Point localization data —
• • • •
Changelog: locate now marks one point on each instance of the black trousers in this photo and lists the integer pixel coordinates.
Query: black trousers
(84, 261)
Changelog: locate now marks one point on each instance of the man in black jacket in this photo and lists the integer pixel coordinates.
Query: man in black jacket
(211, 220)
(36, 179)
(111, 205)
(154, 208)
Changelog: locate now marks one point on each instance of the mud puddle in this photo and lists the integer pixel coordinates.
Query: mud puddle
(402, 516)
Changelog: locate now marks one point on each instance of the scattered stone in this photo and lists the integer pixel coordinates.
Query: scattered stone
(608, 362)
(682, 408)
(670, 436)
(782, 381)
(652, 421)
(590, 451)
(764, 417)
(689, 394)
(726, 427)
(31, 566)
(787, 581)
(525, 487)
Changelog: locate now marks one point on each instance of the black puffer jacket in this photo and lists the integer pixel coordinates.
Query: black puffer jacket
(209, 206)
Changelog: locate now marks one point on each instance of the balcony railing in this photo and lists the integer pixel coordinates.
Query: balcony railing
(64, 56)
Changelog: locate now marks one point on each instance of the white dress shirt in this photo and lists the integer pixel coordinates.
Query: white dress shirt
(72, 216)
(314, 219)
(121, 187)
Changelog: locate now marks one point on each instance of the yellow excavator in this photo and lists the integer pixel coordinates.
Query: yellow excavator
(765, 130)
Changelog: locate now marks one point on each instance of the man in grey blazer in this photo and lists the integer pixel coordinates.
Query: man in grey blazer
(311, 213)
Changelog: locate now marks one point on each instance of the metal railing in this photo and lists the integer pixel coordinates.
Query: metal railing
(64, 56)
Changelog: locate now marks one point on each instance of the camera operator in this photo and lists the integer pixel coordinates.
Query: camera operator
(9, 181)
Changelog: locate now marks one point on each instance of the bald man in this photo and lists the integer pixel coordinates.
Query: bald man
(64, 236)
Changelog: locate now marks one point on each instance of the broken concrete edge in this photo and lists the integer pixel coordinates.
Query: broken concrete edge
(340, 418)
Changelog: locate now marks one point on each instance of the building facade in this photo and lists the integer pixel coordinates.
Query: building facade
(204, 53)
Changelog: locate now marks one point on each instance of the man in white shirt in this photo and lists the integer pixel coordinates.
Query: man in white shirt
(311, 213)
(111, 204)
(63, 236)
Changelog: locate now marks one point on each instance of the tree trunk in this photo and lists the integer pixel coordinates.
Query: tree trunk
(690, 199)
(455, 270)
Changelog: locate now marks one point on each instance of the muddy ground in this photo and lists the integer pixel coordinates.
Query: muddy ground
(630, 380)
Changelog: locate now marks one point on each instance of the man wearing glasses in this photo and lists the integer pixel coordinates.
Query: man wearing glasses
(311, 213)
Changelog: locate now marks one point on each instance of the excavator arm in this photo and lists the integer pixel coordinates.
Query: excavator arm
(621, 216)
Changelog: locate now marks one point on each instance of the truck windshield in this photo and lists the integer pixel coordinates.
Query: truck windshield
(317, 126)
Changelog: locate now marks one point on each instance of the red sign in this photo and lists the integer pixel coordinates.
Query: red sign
• • • •
EXERCISE OBJECTIVE —
Using the records above, restate word for word the lines from the one with "Query: white dress shirt" through the one with "white shirt in", both included.

RESPONSE —
Query: white dress shirt
(72, 216)
(314, 219)
(121, 187)
Changelog: locate now marks one point on each instance of the yellow excavator in this photo and lists the integer pixel coordinates.
Query: yellow excavator
(765, 130)
Changelog: locate now marks one point on each instance of the man in grey blazer in this photo and lists the integer pixel coordinates.
Query: man in grey blazer
(311, 213)
Changelog: locate now marks one point on each instance of the metal railing in this photo and lists the integer pixel coordinates.
Query: metal railing
(64, 56)
Changelog: locate now marks one point on each instance of the camera operator in this photo and lists the integer pixel coordinates.
Query: camera operator
(9, 181)
Changelog: locate now marks one point on each instance of the bald man in this photo and lists the integer pixel coordinates.
Query: bald man
(64, 236)
Changelog: locate now marks one point on each instance of the broken concrete edge in this photo and lists the integer pixel coordinates.
Query: broken concrete edge
(340, 418)
Changelog: locate now marks one point on each instance of the building facade in this photo and lists the integer pixel coordinates.
Query: building facade
(204, 53)
Changelog: locate now marks one point on each instance of the man in white shirt in this photo and lists the integer pixel coordinates.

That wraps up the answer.